*STATED EXERCISE:* Copy out every line of the material below, requests included, and shift each x and y coordinate in the answers by adding 125.

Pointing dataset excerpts
☆ ☆ ☆ ☆ ☆ ☆ ☆

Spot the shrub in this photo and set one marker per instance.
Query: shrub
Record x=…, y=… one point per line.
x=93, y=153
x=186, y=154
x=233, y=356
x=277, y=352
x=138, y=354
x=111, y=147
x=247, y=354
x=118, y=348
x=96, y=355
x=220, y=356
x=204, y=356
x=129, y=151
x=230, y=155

☆ ☆ ☆ ☆ ☆ ☆ ☆

*OUTPUT FOR THIS EXERCISE:*
Spot the shrub in this photo and set one marker per instance.
Query: shrub
Record x=…, y=… one point per line.
x=218, y=278
x=311, y=279
x=358, y=481
x=402, y=477
x=263, y=479
x=236, y=272
x=372, y=479
x=243, y=473
x=221, y=480
x=345, y=481
x=329, y=481
x=254, y=276
x=355, y=280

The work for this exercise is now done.